All records shown below should be given again, character for character.

Stored data
━━━━

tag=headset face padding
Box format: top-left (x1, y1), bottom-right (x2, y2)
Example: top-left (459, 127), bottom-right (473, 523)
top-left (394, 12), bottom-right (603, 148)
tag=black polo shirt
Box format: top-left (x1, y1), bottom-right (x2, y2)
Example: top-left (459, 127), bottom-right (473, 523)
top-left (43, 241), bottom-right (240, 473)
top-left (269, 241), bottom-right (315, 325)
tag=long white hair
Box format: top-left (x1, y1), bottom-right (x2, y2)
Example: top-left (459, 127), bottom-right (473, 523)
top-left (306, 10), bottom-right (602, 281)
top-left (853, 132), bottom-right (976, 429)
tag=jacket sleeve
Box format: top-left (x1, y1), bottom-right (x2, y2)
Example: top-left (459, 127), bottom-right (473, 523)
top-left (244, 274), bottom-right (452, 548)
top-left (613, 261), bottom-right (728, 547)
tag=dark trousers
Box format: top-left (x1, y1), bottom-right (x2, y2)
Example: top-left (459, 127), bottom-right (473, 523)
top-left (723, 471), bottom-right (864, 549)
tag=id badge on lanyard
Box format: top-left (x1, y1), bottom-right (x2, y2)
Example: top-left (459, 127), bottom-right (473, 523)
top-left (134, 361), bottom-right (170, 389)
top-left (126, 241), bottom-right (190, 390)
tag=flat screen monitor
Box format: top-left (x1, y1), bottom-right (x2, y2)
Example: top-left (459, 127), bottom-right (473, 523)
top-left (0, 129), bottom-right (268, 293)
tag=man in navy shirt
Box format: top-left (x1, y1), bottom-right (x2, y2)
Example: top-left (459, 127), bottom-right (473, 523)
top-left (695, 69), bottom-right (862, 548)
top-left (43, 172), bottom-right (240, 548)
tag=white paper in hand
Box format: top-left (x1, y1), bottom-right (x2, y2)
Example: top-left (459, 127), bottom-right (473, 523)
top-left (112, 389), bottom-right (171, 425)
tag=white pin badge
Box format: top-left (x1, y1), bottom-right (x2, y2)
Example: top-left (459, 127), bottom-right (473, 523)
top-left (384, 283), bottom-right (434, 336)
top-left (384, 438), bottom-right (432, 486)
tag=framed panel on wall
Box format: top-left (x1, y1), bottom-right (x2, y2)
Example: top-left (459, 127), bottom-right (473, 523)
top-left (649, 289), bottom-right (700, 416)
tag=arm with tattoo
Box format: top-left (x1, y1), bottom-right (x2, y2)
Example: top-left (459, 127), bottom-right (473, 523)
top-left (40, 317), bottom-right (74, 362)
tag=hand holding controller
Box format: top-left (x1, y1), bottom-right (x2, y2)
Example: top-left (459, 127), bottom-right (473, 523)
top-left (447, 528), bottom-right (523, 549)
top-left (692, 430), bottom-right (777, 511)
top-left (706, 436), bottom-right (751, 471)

━━━━

_Exercise result_
tag=headset face padding
Box format: top-left (x1, y1), bottom-right (x2, y2)
Example: top-left (459, 127), bottom-right (473, 523)
top-left (394, 12), bottom-right (603, 148)
tag=black polo shirt
Box format: top-left (x1, y1), bottom-right (x2, y2)
Example: top-left (459, 127), bottom-right (473, 523)
top-left (43, 241), bottom-right (240, 473)
top-left (269, 241), bottom-right (315, 325)
tag=long white hair
Box format: top-left (x1, y1), bottom-right (x2, y2)
Example: top-left (459, 127), bottom-right (473, 523)
top-left (306, 10), bottom-right (602, 281)
top-left (853, 132), bottom-right (976, 429)
tag=jacket sleeve
Box format: top-left (x1, y1), bottom-right (x2, y2)
Example: top-left (459, 127), bottom-right (473, 523)
top-left (244, 274), bottom-right (452, 548)
top-left (613, 261), bottom-right (728, 547)
tag=dark trousers
Box format: top-left (x1, y1), bottom-right (x2, y2)
Example: top-left (459, 127), bottom-right (473, 523)
top-left (723, 471), bottom-right (864, 549)
tag=id badge on lanyard
Box format: top-left (x1, y1), bottom-right (x2, y2)
Example: top-left (459, 127), bottom-right (473, 523)
top-left (134, 361), bottom-right (170, 389)
top-left (126, 241), bottom-right (190, 390)
tag=flat screen monitor
Box format: top-left (x1, y1), bottom-right (x2, y2)
Example: top-left (459, 127), bottom-right (473, 523)
top-left (0, 129), bottom-right (268, 293)
tag=man in navy shirt
Box format: top-left (x1, y1), bottom-right (x2, y2)
Example: top-left (459, 127), bottom-right (473, 523)
top-left (695, 69), bottom-right (862, 548)
top-left (43, 172), bottom-right (240, 548)
tag=white paper in hand
Box format: top-left (x1, y1), bottom-right (x2, y2)
Example: top-left (459, 127), bottom-right (473, 523)
top-left (112, 389), bottom-right (171, 425)
tag=white pin badge
Box format: top-left (x1, y1), bottom-right (x2, y2)
Example: top-left (459, 127), bottom-right (473, 523)
top-left (384, 283), bottom-right (434, 336)
top-left (384, 438), bottom-right (432, 486)
tag=framed panel on wall
Box format: top-left (x1, y1), bottom-right (x2, y2)
Example: top-left (459, 127), bottom-right (473, 523)
top-left (649, 289), bottom-right (700, 416)
tag=arm with tattoo
Box format: top-left (x1, y1), bottom-right (x2, y2)
Example: top-left (459, 127), bottom-right (473, 523)
top-left (40, 317), bottom-right (74, 362)
tag=hand holding controller
Box format: top-left (x1, y1), bottom-right (x2, y2)
Example: top-left (459, 127), bottom-right (473, 523)
top-left (447, 528), bottom-right (523, 549)
top-left (692, 430), bottom-right (777, 511)
top-left (706, 436), bottom-right (751, 471)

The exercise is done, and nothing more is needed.